Exercise task 1 >>
Select every line of the listing that contains the word "window".

Source passage >>
When we look at the bright lights of Silicon Valley, hear of young innovative entrepreneurs or read about cutting-edge computer scientists in our country, we are often proud of our brightest and best and might think that the United States education system fosters all the twenty-first-century skills we need for long-term success moving forward.
Unfortunately, that often is not the case due to many schools and districts in the United States still working in a system with its roots dating back to the 1800s.
While federal and state efforts have attempted to make technology available to schools and districts to bring twenty-first-century learning methods to all students, not all schools and districts have had an equitable opportunity to embrace this change. Meanwhile many districts simply have shied away from implementing this huge paradigm shift in their classrooms. Unfortunately, we still have twenty-first-century learners being taught by twentieth-century teachers in nineteenth-century classrooms. So, why have some schools raced along the personalized learning path while others are falling behind?
A Demographic Question?
The Alliance for Excellent Education’s (All4Ed’s) Future Ready Schools® (FRS) program is working to help districts move toward personalized learning experiences for all learners through the use of technology.
This analysis collected data from FRS partner schools and districts during the 2018–2019 and 2019–2020 school years. Partner schools and districts completed a comprehensive needs assessment survey to determine how far along the path to personalized learning they perceived they were and what barriers remained on the path ahead for a full transformation to take place.

Supplied entries >>
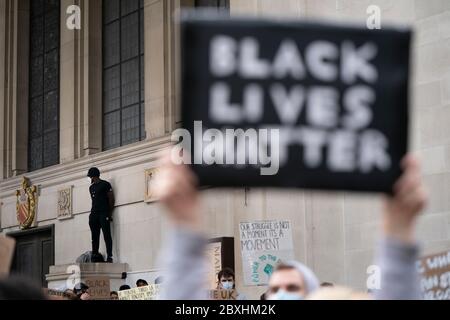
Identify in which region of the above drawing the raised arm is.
[155,157,207,300]
[375,155,428,300]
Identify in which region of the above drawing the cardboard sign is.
[180,15,411,192]
[209,290,237,300]
[118,284,160,300]
[0,236,16,276]
[206,242,222,289]
[44,288,65,300]
[84,277,110,300]
[239,220,294,286]
[417,250,450,300]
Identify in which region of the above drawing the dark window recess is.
[103,0,146,150]
[195,0,230,9]
[28,0,60,171]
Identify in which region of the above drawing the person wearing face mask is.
[155,154,428,300]
[87,167,114,263]
[217,268,247,300]
[266,261,320,300]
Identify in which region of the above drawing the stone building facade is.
[0,0,450,298]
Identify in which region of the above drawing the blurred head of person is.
[87,167,100,183]
[265,261,319,300]
[73,282,89,300]
[119,284,131,291]
[136,279,148,288]
[63,289,77,300]
[320,282,334,288]
[109,291,119,300]
[217,268,236,290]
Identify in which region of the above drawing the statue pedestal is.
[45,263,128,291]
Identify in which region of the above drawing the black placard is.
[180,16,411,192]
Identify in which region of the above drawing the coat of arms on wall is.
[144,168,158,202]
[16,177,37,229]
[58,186,72,220]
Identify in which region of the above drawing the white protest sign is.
[239,220,294,286]
[118,284,160,300]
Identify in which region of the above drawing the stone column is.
[0,0,29,178]
[60,0,102,163]
[144,0,170,139]
[0,1,6,181]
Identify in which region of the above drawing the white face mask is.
[222,281,234,290]
[267,290,304,300]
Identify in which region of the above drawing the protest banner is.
[180,15,411,193]
[118,284,160,300]
[209,290,237,300]
[84,277,110,300]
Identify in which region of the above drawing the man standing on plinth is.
[87,168,114,263]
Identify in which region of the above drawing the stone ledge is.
[45,263,128,282]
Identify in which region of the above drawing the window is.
[195,0,230,9]
[103,0,145,150]
[28,0,60,171]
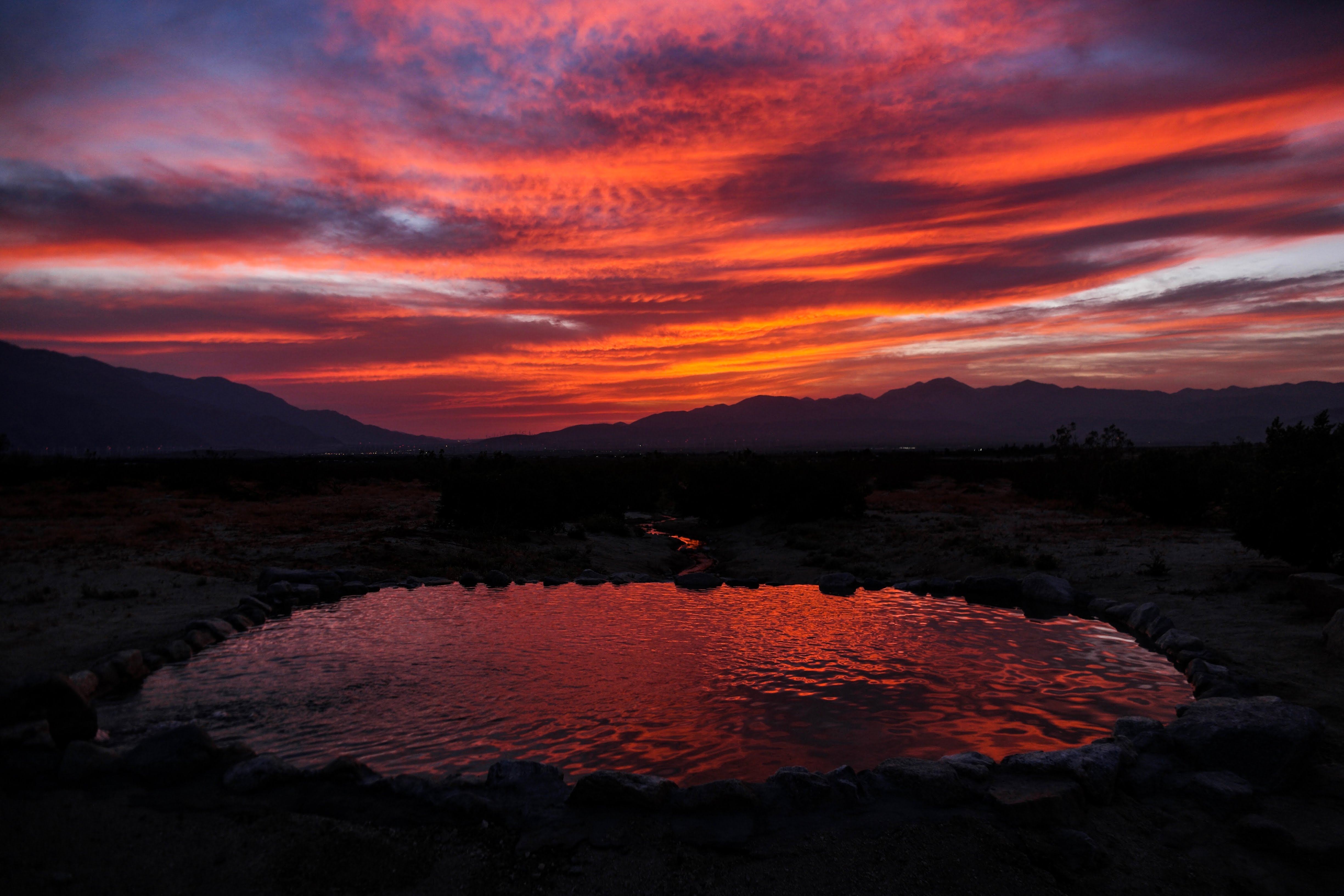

Exercise task 2 >>
Answer these questions from the passage on personalized learning:
(a) To what period does the passage trace the roots of the system that many U.S. schools still work in?
(b) Which organization runs the Future Ready Schools program?
(c) During which school years was the data for the analysis collected?

Answer 1 >>
Identify in which region of the above drawing the dark window recess is.
Identify in which region of the above drawing the window is.

Answer 2 >>
(a) The 1800s.
(b) The Alliance for Excellent Education (All4Ed).
(c) The 2018–2019 and 2019–2020 school years.